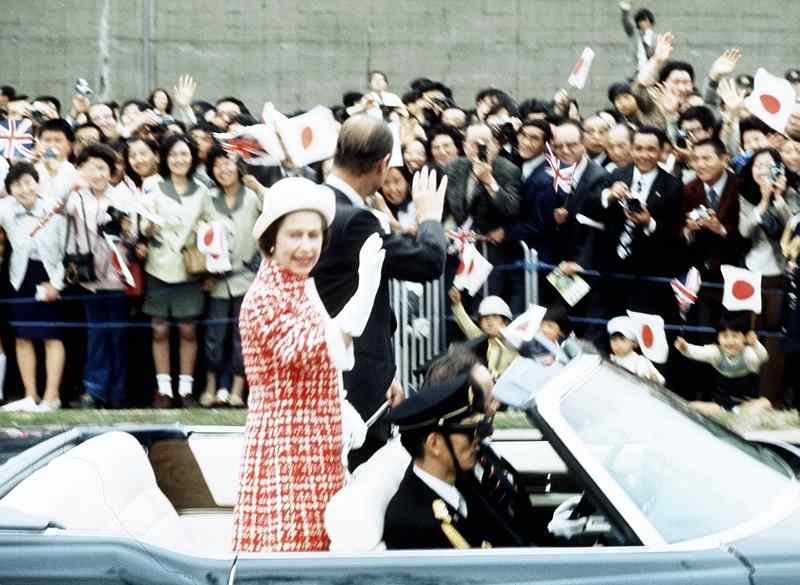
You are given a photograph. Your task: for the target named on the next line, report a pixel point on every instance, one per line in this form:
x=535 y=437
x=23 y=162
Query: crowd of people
x=674 y=173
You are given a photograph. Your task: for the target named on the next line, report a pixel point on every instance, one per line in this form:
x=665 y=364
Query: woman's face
x=97 y=174
x=179 y=159
x=24 y=190
x=225 y=172
x=160 y=101
x=298 y=244
x=143 y=161
x=395 y=187
x=762 y=166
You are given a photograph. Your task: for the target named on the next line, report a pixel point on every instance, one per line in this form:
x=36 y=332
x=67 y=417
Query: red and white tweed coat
x=292 y=464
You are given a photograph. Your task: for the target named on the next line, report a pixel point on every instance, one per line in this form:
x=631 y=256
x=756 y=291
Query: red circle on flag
x=307 y=137
x=647 y=336
x=770 y=103
x=742 y=290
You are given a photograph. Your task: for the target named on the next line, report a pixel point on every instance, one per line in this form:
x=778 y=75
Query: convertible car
x=626 y=485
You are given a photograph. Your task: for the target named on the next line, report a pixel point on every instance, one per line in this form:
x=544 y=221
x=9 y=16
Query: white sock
x=2 y=373
x=164 y=384
x=185 y=384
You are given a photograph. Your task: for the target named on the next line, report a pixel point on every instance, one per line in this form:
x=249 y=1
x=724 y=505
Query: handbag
x=79 y=268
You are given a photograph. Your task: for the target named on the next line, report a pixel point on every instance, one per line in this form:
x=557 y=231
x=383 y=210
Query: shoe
x=162 y=401
x=223 y=397
x=236 y=401
x=188 y=401
x=25 y=405
x=49 y=405
x=207 y=399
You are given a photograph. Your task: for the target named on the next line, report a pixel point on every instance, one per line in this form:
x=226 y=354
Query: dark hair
x=748 y=188
x=458 y=139
x=751 y=123
x=652 y=131
x=644 y=14
x=149 y=143
x=734 y=321
x=19 y=170
x=51 y=99
x=702 y=114
x=267 y=240
x=716 y=143
x=363 y=142
x=97 y=150
x=675 y=66
x=542 y=125
x=617 y=89
x=214 y=153
x=151 y=99
x=166 y=146
x=57 y=125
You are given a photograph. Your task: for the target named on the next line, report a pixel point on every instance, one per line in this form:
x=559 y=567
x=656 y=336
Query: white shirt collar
x=449 y=493
x=646 y=180
x=344 y=187
x=719 y=186
x=531 y=165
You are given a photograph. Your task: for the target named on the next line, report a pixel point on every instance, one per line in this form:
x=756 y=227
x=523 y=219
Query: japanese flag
x=524 y=327
x=473 y=270
x=119 y=261
x=310 y=137
x=580 y=73
x=650 y=336
x=772 y=100
x=742 y=289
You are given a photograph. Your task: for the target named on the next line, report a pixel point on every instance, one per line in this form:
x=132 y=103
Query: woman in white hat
x=292 y=460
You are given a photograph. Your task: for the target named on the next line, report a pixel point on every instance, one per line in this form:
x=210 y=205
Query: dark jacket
x=487 y=213
x=417 y=259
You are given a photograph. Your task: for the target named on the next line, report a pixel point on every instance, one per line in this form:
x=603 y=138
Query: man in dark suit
x=485 y=187
x=641 y=213
x=438 y=503
x=360 y=166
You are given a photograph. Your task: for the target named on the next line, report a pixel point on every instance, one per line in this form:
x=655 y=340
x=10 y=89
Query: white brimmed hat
x=622 y=325
x=494 y=306
x=294 y=194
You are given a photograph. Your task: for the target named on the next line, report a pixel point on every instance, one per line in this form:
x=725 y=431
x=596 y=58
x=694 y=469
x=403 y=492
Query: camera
x=775 y=172
x=699 y=213
x=113 y=227
x=82 y=87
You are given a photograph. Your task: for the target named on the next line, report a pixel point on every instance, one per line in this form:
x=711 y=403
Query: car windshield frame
x=546 y=408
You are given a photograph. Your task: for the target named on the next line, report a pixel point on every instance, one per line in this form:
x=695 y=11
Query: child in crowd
x=622 y=339
x=493 y=315
x=737 y=356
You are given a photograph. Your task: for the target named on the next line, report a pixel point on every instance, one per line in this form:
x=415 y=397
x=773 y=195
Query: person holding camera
x=36 y=272
x=98 y=234
x=767 y=204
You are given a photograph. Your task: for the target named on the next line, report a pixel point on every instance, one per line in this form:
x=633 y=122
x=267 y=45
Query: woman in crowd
x=235 y=209
x=292 y=460
x=180 y=203
x=99 y=228
x=36 y=271
x=766 y=205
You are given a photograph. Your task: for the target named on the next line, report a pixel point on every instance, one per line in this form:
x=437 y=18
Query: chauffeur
x=438 y=504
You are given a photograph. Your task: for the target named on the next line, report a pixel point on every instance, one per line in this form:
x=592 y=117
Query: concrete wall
x=302 y=52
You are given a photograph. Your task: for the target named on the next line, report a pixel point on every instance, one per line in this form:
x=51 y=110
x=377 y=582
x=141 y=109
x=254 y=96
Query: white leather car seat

**REQUEST:** Transcribe the records above exactly, omitting every picture they contain.

**EXERCISE RESULT:**
You are given a photograph. Your task: for the target named on the next line, report a pixel point on every instance, one per line in this form:
x=535 y=437
x=23 y=162
Query: crowd of people
x=674 y=173
You are given a photograph. Your task: for the target named on the next line, report a pixel point on every instance, one per line in this form:
x=665 y=364
Query: woman's face
x=97 y=174
x=179 y=159
x=24 y=190
x=225 y=172
x=160 y=101
x=298 y=244
x=143 y=161
x=395 y=187
x=762 y=166
You are given a photograph. Your task: for the target named on the next line, report a pixel point on every instance, one per line in this form:
x=36 y=332
x=67 y=417
Query: red and white tweed coat
x=292 y=464
You are given a photograph. Your task: for the target named on the next line, report a pixel point on every instance, one per line in this form:
x=631 y=256
x=756 y=291
Query: red circle on flag
x=307 y=137
x=647 y=336
x=770 y=103
x=742 y=290
You are given a photograph. Your task: for the target named on the next line, report a pixel point on every instance, one per line in this form:
x=778 y=75
Query: convertible car
x=626 y=485
You are given a photograph. Your task: for the target named on the next line, report a pixel point on every instance, one per line in this form:
x=544 y=221
x=9 y=16
Query: white sock
x=2 y=373
x=164 y=384
x=185 y=384
You are given a photograph. Your task: for the target named on the next line, report a pixel point on every instance, one per line in this form:
x=249 y=1
x=724 y=505
Query: handbag
x=79 y=268
You are given a photograph. Your task: for the target named on the next line, report a pixel point on every instance, one per line in this form:
x=557 y=231
x=383 y=210
Query: shoe
x=162 y=401
x=223 y=397
x=236 y=401
x=188 y=401
x=25 y=405
x=49 y=405
x=207 y=399
You are given a photograph. Your task: for the target named on the next line, report a pixel point on every instance, one per line in this form:
x=226 y=354
Query: dark hair
x=748 y=188
x=458 y=139
x=751 y=123
x=652 y=131
x=644 y=14
x=149 y=143
x=734 y=321
x=19 y=170
x=51 y=99
x=702 y=114
x=267 y=240
x=716 y=143
x=363 y=142
x=97 y=150
x=675 y=66
x=542 y=125
x=617 y=89
x=214 y=153
x=151 y=99
x=166 y=146
x=57 y=125
You are given a photograph. Your task: for the target named on the next line, report a pixel point on every instance, one per line in this form:
x=559 y=567
x=656 y=336
Query: white shirt collar
x=449 y=493
x=646 y=180
x=344 y=187
x=719 y=186
x=531 y=165
You are given a photograph. Your task: for the target named on the next line, report a pixel point on every instance, one per line in this form:
x=756 y=227
x=523 y=219
Query: japanese flag
x=524 y=327
x=473 y=270
x=119 y=261
x=310 y=137
x=580 y=73
x=650 y=336
x=772 y=100
x=742 y=289
You are given a photograph. Your task: for the target named on the next line, report a pixel point on every instance, one per line in this form:
x=132 y=103
Query: woman in white hat
x=292 y=460
You are given a photograph. Your task: for the target named on the next line, report a pixel point on every instance, one per line in this form:
x=210 y=205
Query: dark jacket
x=487 y=213
x=417 y=259
You are given a photograph. Your task: for the target named on the next line, report a pixel point on every instance, one per line in this form:
x=603 y=138
Query: man in dark suit
x=485 y=187
x=641 y=213
x=438 y=503
x=360 y=166
You are given a photograph. Your task: for the target named on the next line, report a pixel point on every instance, one per line in this form:
x=655 y=340
x=10 y=89
Query: white brimmed hat
x=622 y=325
x=494 y=306
x=294 y=194
You are given a photograph. Your task: for the target named on the next line, report a pixel point on every instance, one per line in this form:
x=725 y=431
x=596 y=58
x=694 y=469
x=403 y=492
Query: camera
x=775 y=172
x=699 y=213
x=113 y=227
x=82 y=87
You are given a photograph. Your task: for the target named on the next line, report a pixel point on every instance, one per line in this form:
x=711 y=403
Query: car windshield frame
x=546 y=408
You are given a photograph. Your task: for the target named on the next line, report a pixel point on every instance, one per line in this form:
x=695 y=11
Query: child in crowd
x=622 y=339
x=493 y=315
x=737 y=356
You are given a photograph. Your task: for the target named on the next line, report a pixel point on every instance, one per line in this form:
x=415 y=397
x=773 y=195
Query: person holding camera
x=36 y=272
x=98 y=234
x=767 y=204
You are given a photograph. Your task: for the target named on the next line, report a pixel point on every instance, one per line in this form:
x=633 y=122
x=267 y=45
Query: woman in crowd
x=235 y=209
x=292 y=460
x=180 y=203
x=99 y=228
x=36 y=271
x=766 y=205
You are given a photograph. Your task: for the target named on the next line, report a pixel point on every instance, one per line in this form:
x=437 y=18
Query: chauffeur
x=438 y=504
You are given a photograph. Your task: for the target named on the next line, report a pixel point on every instance, one per line in this form:
x=592 y=117
Query: concrete wall
x=302 y=52
You are given a photograph. Your task: for the target named on the next line, report a pixel point on every instance, one per line in this form:
x=51 y=110
x=377 y=582
x=141 y=109
x=254 y=96
Query: white leather car seat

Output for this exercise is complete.